### Records from a data source:
____
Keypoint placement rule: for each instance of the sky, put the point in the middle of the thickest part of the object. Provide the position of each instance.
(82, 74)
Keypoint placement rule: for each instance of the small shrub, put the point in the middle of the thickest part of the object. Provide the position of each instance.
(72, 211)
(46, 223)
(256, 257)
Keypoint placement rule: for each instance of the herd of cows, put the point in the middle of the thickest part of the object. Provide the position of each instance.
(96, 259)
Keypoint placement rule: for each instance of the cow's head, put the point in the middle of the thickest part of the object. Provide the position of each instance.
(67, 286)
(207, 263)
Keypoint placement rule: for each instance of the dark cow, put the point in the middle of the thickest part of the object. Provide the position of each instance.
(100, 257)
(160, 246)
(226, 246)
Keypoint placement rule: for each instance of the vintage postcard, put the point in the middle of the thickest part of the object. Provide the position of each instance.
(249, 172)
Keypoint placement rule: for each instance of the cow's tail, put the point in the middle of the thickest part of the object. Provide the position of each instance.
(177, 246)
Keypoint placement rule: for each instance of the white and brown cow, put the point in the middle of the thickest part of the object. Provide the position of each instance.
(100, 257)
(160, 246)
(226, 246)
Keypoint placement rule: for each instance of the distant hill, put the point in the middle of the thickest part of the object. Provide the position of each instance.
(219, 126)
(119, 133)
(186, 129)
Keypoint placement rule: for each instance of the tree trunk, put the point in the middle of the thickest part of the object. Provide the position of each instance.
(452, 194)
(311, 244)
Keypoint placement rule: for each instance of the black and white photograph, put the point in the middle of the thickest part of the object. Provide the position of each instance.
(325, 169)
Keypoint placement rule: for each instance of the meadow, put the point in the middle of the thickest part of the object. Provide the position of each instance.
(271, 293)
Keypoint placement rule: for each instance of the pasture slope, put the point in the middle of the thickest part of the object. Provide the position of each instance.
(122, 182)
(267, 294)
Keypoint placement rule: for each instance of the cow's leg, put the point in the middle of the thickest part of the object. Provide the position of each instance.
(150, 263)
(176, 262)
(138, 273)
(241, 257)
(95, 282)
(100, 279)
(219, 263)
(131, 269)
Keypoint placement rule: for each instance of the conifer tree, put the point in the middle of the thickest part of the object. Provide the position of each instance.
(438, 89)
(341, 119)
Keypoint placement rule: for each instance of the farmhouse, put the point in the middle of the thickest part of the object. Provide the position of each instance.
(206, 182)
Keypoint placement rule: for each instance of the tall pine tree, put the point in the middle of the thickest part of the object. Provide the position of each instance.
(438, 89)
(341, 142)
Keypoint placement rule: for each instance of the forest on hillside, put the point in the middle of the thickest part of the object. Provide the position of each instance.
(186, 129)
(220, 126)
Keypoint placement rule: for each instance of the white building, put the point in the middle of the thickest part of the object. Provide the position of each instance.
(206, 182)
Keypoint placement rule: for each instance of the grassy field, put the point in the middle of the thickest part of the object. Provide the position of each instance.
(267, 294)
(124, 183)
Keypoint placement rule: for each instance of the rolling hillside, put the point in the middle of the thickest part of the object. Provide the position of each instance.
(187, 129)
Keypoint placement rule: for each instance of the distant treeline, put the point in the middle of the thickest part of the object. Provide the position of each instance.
____
### WHAT TO PRODUCE:
Rewrite the lines above with "thickest part" switched to "widest part" everywhere it occurs, leaving everything else unchanged.

### COMPLETE RESPONSE:
Keypoint placement rule: for each instance of the sky, put the point in the middle of the widest part of the object. Provide the position of each instance.
(82, 74)
Keypoint placement rule: for each instance of the small shrub, put the point in the middle of the widest part of the object. Provide the position of each instance.
(72, 211)
(46, 223)
(256, 257)
Keypoint placement rule: for each instance of the herd of cows, put the point in the middle of the widest part of the object. Provide the position of each instance.
(96, 259)
Keypoint placement rule: for each instance of the cow's head, put the point in the middle of the widest part of the object. Provide the position of each instance.
(67, 286)
(207, 263)
Keypoint placement rule: for each instance of the dark cow, put the point in the middle of the widest part of the object. Provide the position of each instance.
(100, 257)
(160, 246)
(226, 246)
Keypoint placement rule: for each instance of the vintage postcard, put the point in the middle of the widest part of the object. Provide the position of each instance.
(249, 172)
Keypoint placement rule: for each instance of the cow's tail, put the point in the middle of the widest part of the object. Provide the position of each instance.
(177, 246)
Keypoint placement rule: for each instance of the white and brown cow, put the point in the middle of the widest part of the object. Provide the position of each instance.
(100, 257)
(160, 246)
(226, 246)
Keypoint placement rule: for each instance of the distant hill, put the point in the middle of the widest part of the object. Provide the position of each instance.
(219, 126)
(119, 133)
(186, 129)
Keypoint placement rule: for each instance of the tree trunk, put the point in the middle of the widest part of the object. Provide the position of each instance.
(452, 194)
(311, 244)
Keypoint placement rule: for each instance of the black and white photograph, put the point in the middle of the widest part of the object. Provide the position of each instance.
(325, 169)
Keypoint placement rule: for each instance of the meadow, put the point in the middle of the widest part of the object. Provide the position of each instance.
(271, 293)
Keypoint placement rule: for each instance of the pasture slope, put the point in the middle of the widest part of the object. Provide the position of each instance.
(122, 182)
(267, 294)
Keypoint placement rule: for each instance of the cow's leg, put the point in the middle of the widest part of the object. Provide the position of each instance.
(150, 263)
(176, 262)
(138, 273)
(241, 257)
(95, 282)
(100, 279)
(219, 263)
(131, 269)
Keypoint placement rule: for each instance of the conifer tree, put the point in the middle of the widest part of the object. Provide the position of each instance.
(438, 89)
(341, 119)
Keypoint placement rule: for each instance of the farmhouse, put the point in the middle of the widest part of the object. Provide the position of each instance.
(206, 182)
Keypoint placement rule: for each instance of the tall pine tree, put the point in the middle of the widest part of the object. Provide the position of each instance.
(438, 89)
(341, 142)
Keypoint placement rule: for each instance of the forest on hillside, put the point in the middle of the widest part of the object. Provide the position of each instance.
(186, 129)
(220, 126)
Keypoint placement rule: for each instance of the white building, put the point in the middle of the widest part of the object. Provide the position of each instance.
(206, 182)
Keypoint placement rule: for each instance of the grassy field, put the point in the middle of the widest part of the object. Provide the position of each instance.
(267, 294)
(124, 183)
Keypoint placement rule: for each instance of the rolling hillside, put the point in the middle of the widest part of the object. Provide the position of each instance.
(187, 129)
Keypoint placement rule: for each instance of the distant treeline, put the point in the middle of the widest part of the object. Provide the position of each instance.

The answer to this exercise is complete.